— EXCERPTED TEXT —
┌──

The European Union has responded in unprecedented ways to Russia’s war against Ukraine, but the organization’s impact has been constrained by its structure and founding documents, according to panelists at a recent forum at Harvard Law School. 

Those were some of the takeaways from the panel discussion featuring Federico Fabbrini, author of the recent book “The EU Constitution in Time of War: Legal Responses to Russia’s Aggression Against Ukraine.” Harvard Law School Professors Susan H. Farbstein ’04, Alex Whiting, and Mark Wu appeared with Fabbrini to discuss the book’s arguments. Professor Gerald L. Neuman ’80, director of the Human Rights Program, moderated the April 16 event, which was sponsored by the Human Rights Program, the International Human Rights Clinic, the Harvard Human Rights Journal, and the Harvard European Law Association.

└──

— RECORDS PROVIDED —
┌──

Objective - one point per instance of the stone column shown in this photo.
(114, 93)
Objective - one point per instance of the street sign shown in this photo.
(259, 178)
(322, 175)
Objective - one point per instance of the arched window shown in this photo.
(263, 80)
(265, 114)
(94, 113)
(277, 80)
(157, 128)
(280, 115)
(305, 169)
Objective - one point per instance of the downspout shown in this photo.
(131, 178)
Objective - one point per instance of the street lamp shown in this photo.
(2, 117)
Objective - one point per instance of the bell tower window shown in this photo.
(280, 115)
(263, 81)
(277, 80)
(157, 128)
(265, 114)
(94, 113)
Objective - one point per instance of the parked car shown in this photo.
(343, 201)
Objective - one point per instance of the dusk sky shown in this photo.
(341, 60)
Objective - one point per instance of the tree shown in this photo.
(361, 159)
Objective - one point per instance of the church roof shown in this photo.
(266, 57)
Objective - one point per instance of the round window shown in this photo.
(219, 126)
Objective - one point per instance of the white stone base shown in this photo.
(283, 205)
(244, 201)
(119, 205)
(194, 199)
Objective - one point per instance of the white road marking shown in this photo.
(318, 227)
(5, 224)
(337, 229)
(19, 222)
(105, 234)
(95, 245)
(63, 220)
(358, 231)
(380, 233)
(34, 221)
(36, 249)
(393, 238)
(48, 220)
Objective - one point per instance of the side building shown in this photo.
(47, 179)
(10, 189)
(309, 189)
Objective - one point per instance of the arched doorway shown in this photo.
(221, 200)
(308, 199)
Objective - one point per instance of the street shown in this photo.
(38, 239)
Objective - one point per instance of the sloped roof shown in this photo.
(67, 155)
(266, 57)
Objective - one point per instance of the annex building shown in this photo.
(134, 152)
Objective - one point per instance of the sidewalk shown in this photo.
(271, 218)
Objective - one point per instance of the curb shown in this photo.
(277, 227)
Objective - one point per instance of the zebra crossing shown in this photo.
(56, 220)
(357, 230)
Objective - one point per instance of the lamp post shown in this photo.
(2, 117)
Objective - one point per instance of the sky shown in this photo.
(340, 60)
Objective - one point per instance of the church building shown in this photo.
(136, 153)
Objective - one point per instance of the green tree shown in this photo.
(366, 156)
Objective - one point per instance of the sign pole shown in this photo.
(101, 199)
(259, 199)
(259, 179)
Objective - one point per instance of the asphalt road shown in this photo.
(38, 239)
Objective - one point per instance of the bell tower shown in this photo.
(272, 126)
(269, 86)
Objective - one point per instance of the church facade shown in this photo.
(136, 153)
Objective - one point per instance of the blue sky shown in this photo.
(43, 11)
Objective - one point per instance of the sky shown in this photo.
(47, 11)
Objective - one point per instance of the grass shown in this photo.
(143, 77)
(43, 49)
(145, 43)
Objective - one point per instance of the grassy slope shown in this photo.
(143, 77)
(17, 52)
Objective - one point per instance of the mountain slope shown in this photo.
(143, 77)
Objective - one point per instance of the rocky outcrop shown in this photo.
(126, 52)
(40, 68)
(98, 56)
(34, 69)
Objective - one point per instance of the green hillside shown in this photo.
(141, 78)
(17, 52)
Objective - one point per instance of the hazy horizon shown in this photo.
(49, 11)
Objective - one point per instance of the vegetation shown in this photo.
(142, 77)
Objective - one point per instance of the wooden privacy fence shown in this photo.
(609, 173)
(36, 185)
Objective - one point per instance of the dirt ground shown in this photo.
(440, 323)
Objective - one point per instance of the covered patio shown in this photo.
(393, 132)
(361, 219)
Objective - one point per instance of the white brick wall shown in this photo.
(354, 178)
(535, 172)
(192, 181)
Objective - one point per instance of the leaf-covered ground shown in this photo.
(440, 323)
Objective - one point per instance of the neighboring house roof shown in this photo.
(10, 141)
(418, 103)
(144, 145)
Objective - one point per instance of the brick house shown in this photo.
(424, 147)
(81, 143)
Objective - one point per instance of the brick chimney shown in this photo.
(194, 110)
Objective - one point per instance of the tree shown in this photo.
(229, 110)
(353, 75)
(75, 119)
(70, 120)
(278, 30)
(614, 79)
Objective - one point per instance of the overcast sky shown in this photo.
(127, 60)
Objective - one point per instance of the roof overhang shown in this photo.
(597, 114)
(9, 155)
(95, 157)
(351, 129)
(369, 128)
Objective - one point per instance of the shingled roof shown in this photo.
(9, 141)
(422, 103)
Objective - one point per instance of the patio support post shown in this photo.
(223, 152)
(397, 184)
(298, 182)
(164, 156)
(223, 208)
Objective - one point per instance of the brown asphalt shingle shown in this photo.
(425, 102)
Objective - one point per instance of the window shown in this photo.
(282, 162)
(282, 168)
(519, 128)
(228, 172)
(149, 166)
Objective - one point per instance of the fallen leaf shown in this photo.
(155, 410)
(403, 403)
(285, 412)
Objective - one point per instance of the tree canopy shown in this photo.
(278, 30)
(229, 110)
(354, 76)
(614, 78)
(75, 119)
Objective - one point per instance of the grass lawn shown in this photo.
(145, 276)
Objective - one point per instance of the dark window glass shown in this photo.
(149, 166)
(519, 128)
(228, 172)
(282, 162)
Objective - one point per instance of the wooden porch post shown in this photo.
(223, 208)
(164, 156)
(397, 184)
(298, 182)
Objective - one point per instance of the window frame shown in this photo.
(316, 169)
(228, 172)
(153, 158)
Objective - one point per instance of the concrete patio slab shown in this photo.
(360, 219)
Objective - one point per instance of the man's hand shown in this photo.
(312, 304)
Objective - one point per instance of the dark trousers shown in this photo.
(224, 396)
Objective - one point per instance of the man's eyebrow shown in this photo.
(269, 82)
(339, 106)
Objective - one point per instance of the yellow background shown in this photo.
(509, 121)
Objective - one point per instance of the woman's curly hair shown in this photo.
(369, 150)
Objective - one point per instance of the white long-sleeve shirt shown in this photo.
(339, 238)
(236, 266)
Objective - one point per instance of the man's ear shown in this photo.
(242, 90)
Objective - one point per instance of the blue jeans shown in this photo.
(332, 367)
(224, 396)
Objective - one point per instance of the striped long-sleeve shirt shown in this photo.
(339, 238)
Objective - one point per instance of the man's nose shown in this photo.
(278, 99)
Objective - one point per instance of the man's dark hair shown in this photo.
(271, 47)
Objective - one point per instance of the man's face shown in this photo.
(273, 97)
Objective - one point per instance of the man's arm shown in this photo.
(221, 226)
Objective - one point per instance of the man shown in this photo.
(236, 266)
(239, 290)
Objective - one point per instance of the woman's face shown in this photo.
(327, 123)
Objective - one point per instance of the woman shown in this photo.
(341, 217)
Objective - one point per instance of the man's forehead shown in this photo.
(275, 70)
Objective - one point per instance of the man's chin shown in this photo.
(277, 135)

└──

— DIRECTIONS —
Transcribe the passage of the EU forum text from "Those were some" to "European Law Association.". Answer using only the text, not the lines.

— ANSWER SPACE —
Those were some of the takeaways from the panel discussion featuring Federico Fabbrini, author of the recent book “The EU Constitution in Time of War: Legal Responses to Russia’s Aggression Against Ukraine.” Harvard Law School Professors Susan H. Farbstein ’04, Alex Whiting, and Mark Wu appeared with Fabbrini to discuss the book’s arguments. Professor Gerald L. Neuman ’80, director of the Human Rights Program, moderated the April 16 event, which was sponsored by the Human Rights Program, the International Human Rights Clinic, the Harvard Human Rights Journal, and the Harvard European Law Association.